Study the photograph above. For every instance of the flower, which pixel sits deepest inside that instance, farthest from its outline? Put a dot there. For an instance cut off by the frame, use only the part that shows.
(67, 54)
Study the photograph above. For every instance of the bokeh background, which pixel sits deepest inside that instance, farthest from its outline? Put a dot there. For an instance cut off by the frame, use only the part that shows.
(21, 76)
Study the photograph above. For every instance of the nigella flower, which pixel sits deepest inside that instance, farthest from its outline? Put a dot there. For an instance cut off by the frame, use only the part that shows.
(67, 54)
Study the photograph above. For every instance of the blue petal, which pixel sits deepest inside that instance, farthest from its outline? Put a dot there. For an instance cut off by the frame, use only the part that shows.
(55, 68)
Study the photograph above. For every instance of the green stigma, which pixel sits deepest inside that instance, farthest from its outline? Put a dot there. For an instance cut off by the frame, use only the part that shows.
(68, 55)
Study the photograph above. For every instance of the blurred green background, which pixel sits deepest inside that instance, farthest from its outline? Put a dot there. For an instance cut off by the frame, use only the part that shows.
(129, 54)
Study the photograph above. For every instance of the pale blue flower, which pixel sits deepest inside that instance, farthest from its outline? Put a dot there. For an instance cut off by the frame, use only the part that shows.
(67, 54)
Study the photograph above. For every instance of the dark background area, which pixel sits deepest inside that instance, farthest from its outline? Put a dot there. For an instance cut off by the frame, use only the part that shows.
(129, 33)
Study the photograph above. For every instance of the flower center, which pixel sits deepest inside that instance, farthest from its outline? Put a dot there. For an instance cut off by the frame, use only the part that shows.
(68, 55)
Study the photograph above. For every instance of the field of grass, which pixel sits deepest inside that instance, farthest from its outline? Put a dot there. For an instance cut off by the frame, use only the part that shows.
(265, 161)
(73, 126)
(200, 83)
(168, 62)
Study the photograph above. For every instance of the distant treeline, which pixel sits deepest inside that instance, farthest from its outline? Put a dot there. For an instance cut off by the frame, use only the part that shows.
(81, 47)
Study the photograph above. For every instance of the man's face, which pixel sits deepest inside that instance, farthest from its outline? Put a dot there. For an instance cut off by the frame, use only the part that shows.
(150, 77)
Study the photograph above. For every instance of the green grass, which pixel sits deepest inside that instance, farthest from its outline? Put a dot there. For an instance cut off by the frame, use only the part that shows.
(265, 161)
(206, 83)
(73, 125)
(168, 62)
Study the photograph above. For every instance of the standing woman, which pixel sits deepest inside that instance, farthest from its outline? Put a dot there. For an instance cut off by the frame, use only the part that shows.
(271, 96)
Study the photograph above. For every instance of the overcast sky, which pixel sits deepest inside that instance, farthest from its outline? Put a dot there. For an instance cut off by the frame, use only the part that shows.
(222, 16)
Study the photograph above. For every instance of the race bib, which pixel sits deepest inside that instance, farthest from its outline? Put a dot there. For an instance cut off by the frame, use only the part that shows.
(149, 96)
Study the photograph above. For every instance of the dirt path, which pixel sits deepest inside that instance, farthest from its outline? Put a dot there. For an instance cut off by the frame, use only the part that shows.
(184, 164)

=======

Please return every one of the items above word for word, changing nothing.

Study the photograph above. For every instance of the flower, which pixel sits deepest inside that instance, farthest from its outline? Put a dot there. For an instance cut off by the frame, use only the part that shows.
(67, 54)
Study the photograph above. For every instance of the bokeh background, which pixel sits deepest inside that instance, farthest from its outline? Put a dot there. For an instance cut off by the frame, use only the part that shows.
(21, 76)
Study the photograph above. For every instance of the nigella flower, which pixel sits deepest inside that instance, farthest from its outline? Put a dot there. For an instance cut off by the frame, use only the part that shows.
(67, 54)
Study the photograph above. For every instance of the blue petal, which pixel sits deepest inside that instance, farthest from its outline? Put a dot there. For an instance cut off by the frame, use only the part that shows.
(55, 68)
Study the photograph above. For every instance of the green stigma, which pixel sits deepest inside that instance, farthest from its outline? Put a dot there. For an instance cut off by the frame, use only the part that shows.
(68, 55)
Study the photograph above. For every instance of the blurred green background, which pixel sits deepest inside that instance, farthest from its outline? Put a dot there. For an instance cut off by the frame, use only the part that shows.
(129, 54)
Study the photograph above. For every instance of the pale blue flower, which pixel sits deepest inside that instance, farthest from its outline? Put a dot there. For an instance cut off by the frame, use only the part that shows.
(67, 54)
Study the photograph above. For every instance of the dark background area, which pixel sits deepest inside that instance, farthest from its outline? Put a dot there. For an instance cut off by the frame, use only the part that shows.
(129, 33)
Study the photograph above. For every instance of the flower center, which pixel sits deepest inside that instance, farthest from its outline? Put a dot there. For an instance cut off by the frame, use only the part that shows.
(68, 55)
Study the photograph above. For every instance of the field of grass, which pixel sits deepest inside that instance, farthest from its outline? Put a dot there. For an instance cut off by the frame, use only the part that shows.
(265, 161)
(73, 126)
(200, 83)
(168, 62)
Study the photograph above. For every instance of the distant treeline, which pixel sits deepest inside that instance, farthest from its outline? Put a dot there. For an instance cut off by the frame, use only the part that shows.
(81, 47)
Study the photograph above. For every instance of the man's face, which pixel sits deepest inside that instance, farthest from its outline? Put a dot there. For an instance cut off by the frame, use only the part that shows.
(150, 77)
Study the photograph above. For every instance of the green grass, which pixel sits deepest inside that instance, farthest from its outline? Put a dot there. For an instance cut off by the frame, use only the part that shows.
(265, 161)
(206, 83)
(73, 125)
(168, 62)
Study the photograph above. For every instance of the standing woman, which pixel sits deepest inside that instance, farthest from its outline? Put a dot there. For an instance cut off by the frame, use only the part that shows.
(271, 96)
Study the photograph above. For every instance of the overcast sky, which pixel sits deepest inside that instance, farthest from its outline? Put a dot there. For an instance cut off by the frame, use only the part that shows.
(222, 16)
Study the photograph above. For every instance of the race bib, which pixel sits deepest inside that instance, farthest from its outline? Put a dot there. For an instance cut off by the frame, use only the part that shows.
(149, 96)
Study the photograph above. For every instance of the dirt path, which pixel sits deepest inside that instance, farthest from its outline? Put a dot there. For an instance cut off by the frame, use only the part that shows.
(184, 164)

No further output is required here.